++++ SELECTED EXCERPT

In looking at photos from the ‘30s, Summerville says she found that the Hollywood executives and glamorous actresses dressed in salmon hues, greens and aubergine, which she used to build texture when it came to dressing Amanda Seyfried and Gary Oldman.

“We wanted to show the varying degrees and levels of socioeconomic status in Hollywood at the time,” says Summerville, who breaks down key costumes from “Mank,” now streaming on Netflix.

CREATING COSTUMES FOR BLACK AND WHITE

We took the iPhone and went through all three settings and tried to figure out which one was the most accurate to how we would shoot.

David isn’t a big fan of color in general, so to try to get the colors you wanted in black and white and to translate and not read it so flattened and dull, there were colors you had to incorporate into the sets and the clothes.

The sets and costumes didn’t become too colorful and comical because of the tone, I tried to keep a certain color palette within certain scenes.

++++++++

| TASK LIST |
**1)** Can you reproduce, word for word, the part of the excerpt on the costumes of "Mank" starting with "In looking at" and going on through "and the clothes."?
**2)** Can you pick up the excerpt on the costumes of "Mank" after its last sentence and carry it on?

++++ DATA FOR ANALYSIS

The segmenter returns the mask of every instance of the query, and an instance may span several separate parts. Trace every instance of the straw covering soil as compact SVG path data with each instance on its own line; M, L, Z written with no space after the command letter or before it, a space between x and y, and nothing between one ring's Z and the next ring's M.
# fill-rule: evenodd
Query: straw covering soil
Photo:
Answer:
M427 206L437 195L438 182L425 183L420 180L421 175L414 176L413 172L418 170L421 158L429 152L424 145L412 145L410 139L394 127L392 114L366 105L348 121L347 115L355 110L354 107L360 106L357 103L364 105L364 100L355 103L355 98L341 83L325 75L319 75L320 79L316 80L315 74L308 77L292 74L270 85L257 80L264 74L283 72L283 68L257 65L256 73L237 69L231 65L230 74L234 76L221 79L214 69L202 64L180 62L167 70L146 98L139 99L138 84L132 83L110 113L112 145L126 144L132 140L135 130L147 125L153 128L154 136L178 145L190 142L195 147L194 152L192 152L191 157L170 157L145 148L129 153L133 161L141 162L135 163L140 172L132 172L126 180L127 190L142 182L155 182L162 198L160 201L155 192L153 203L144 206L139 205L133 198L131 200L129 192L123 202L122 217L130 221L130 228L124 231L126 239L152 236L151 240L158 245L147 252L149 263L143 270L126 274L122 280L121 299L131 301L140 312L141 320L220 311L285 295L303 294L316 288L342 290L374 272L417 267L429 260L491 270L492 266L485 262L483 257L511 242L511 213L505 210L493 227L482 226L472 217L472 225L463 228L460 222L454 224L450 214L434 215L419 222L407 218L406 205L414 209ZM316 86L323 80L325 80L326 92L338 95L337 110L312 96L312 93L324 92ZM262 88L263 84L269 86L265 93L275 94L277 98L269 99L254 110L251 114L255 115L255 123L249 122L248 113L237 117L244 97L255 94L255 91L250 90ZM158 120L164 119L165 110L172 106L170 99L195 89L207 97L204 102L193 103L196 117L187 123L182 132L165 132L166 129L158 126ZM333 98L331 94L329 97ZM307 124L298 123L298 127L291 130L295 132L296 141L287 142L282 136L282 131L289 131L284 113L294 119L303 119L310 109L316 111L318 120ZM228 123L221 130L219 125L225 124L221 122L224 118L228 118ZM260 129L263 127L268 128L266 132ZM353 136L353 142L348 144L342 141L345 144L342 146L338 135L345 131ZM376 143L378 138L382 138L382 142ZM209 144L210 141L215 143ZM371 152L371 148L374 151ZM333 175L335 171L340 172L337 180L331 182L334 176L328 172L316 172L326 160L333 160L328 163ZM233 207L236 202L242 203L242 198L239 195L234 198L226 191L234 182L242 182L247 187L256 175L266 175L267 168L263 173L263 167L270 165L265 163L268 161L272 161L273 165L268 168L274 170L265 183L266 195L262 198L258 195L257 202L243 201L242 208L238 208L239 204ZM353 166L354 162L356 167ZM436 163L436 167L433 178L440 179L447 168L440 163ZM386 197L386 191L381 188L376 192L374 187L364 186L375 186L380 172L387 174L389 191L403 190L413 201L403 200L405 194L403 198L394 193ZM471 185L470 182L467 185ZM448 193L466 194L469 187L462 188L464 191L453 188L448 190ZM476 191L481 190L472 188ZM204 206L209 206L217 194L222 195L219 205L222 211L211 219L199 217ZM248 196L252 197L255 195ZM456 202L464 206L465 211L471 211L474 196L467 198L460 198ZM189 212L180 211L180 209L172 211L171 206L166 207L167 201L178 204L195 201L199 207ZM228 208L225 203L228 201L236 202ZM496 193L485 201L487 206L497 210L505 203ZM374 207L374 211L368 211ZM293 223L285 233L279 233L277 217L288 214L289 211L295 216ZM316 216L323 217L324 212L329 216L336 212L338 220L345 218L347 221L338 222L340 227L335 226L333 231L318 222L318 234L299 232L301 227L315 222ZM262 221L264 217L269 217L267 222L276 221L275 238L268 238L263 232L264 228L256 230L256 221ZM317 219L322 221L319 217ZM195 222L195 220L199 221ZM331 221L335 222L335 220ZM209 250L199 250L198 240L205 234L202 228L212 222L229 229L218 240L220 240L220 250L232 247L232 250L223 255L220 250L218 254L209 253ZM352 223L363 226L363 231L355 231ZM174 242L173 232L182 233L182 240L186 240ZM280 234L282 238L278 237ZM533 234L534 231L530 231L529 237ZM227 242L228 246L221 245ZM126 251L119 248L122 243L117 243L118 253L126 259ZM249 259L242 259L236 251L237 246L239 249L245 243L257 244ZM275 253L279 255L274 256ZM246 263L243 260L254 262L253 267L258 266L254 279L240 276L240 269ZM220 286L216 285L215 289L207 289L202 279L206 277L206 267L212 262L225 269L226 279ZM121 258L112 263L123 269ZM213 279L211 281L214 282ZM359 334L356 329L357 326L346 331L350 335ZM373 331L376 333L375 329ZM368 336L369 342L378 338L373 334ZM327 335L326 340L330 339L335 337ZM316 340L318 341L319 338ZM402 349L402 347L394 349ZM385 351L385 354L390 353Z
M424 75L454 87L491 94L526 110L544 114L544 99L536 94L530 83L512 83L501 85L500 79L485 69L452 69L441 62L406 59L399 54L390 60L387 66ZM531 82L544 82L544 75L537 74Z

++++++++
++++ DATA FOR ANALYSIS

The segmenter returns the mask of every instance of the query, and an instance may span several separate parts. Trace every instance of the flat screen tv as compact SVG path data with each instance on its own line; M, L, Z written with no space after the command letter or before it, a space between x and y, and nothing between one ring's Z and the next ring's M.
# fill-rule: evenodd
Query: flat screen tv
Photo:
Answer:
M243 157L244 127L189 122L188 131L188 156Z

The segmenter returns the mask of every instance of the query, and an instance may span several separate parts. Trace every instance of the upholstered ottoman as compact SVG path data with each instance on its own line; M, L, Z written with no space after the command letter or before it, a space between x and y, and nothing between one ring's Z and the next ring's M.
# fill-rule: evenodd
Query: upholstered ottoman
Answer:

++++++++

| ANSWERS FOR THE EXERCISE |
**1)**
In looking at photos from the ‘30s, Summerville says she found that the Hollywood executives and glamorous actresses dressed in salmon hues, greens and aubergine, which she used to build texture when it came to dressing Amanda Seyfried and Gary Oldman.

“We wanted to show the varying degrees and levels of socioeconomic status in Hollywood at the time,” says Summerville, who breaks down key costumes from “Mank,” now streaming on Netflix.

CREATING COSTUMES FOR BLACK AND WHITE

We took the iPhone and went through all three settings and tried to figure out which one was the most accurate to how we would shoot.

David isn’t a big fan of color in general, so to try to get the colors you wanted in black and white and to translate and not read it so flattened and dull, there were colors you had to incorporate into the sets and the clothes.

**2)**
Even though it translates into black and white and tones of grey, the colors were lavenders, purples or burgundies. Other times, I’d use pastel or jewel tones. The greens were light greens to emerald greens. At least if you looked at the set with your own eyes and not behind a monitor, there was a calmness to the set. I didn’t want to look like a whole jar of jelly beans.

I would often take different fabrics or lay buttons on top of the fabrics and ties to see how they would read in black and white, but for me a lot of times the patterns or prints became too confetti and jump too much.

I found that red, burgundies and aubergines worked as a nice black. Muted and washed-out tones worked as nice shades of gray. Oddly, salmon came out great as a tone, so did chartreuse.

When you look at the clothing from that time period, especially the high-end suits and the evening gowns, those colors were common. So, it became about figuring out the tones to get that variance.

MARION AT HEARST CASTLE – A DINNER PARTY

That scene was Louis B. Mayer’s birthday party. Throughout most of the film, it is very male-heavy because of the time period, and film executives, studio executives and writers were mainly all men.

Marion is the starlet in the room and I wanted to portray that with her and make her be the thing in the room that pops. And in the 30s, gold lame fabrics started to become very popular. It was something that did catch the light well. It translated well into black and white, and in person, it was extremely glamorous. Gold lame was popular as this new exquisite fabric — that’s why I kind of chose to use that for her gown.

The dialogue is that she has an opinion and is much more interested in politics, whereas none of the other women are speaking up and they’re talking about men and being flirtatious.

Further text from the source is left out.